▼
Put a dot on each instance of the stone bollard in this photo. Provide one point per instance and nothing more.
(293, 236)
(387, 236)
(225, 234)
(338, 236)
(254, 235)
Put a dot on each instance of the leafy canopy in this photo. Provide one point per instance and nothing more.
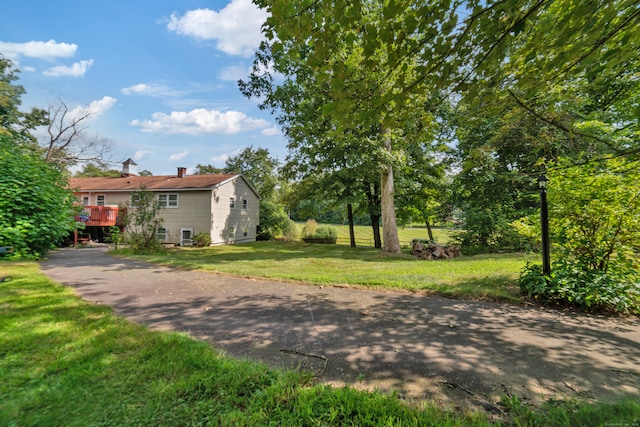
(36, 208)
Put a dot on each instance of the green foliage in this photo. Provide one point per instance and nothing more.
(93, 170)
(202, 239)
(595, 213)
(258, 167)
(142, 221)
(595, 226)
(309, 228)
(571, 284)
(36, 210)
(291, 233)
(273, 220)
(320, 233)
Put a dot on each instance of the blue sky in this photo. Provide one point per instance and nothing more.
(159, 76)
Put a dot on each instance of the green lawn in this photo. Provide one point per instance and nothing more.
(66, 362)
(364, 234)
(478, 277)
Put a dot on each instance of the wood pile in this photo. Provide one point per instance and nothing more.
(431, 250)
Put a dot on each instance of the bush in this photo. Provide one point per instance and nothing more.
(309, 228)
(36, 211)
(202, 239)
(291, 233)
(321, 234)
(583, 288)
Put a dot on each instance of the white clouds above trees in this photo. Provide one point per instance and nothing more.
(200, 122)
(38, 49)
(77, 69)
(236, 28)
▲
Your assignment – Every line above should be reproduced exactly, please, with no pictures included.

Response box –
Put a dot on each instance of the stone bollard in this photo. Provide one point per instance and nothing more.
(293, 236)
(387, 236)
(225, 234)
(338, 236)
(254, 235)
Put a dot on each instance of the leafy canopy in this photo. Provide one point per instance and nothing more.
(36, 208)
Put a dot on each instance of the green foliage in this photo. Provide one point per instance and nothing more.
(93, 170)
(202, 239)
(595, 213)
(258, 167)
(142, 221)
(595, 226)
(309, 228)
(571, 284)
(36, 210)
(291, 233)
(273, 220)
(320, 233)
Put a dot on each instance of the blue sky in this photo. Provide one point per instance and nothing more.
(159, 76)
Put a dot on each instance of the green lawn in this photo. Provide one point per instance and nothing more.
(66, 362)
(364, 234)
(478, 277)
Put a dot on each instance of the wood pile in this photo. Provide one point per instance and nothing more.
(431, 250)
Put a dot on each instance of the bush in this photo. Provide one point per instance and nothing more.
(309, 228)
(36, 211)
(202, 239)
(291, 233)
(321, 234)
(583, 288)
Put a dot on each instance of the white clouds above trees in this photo. Provide one point per instance and nothing more.
(200, 122)
(38, 49)
(77, 69)
(236, 28)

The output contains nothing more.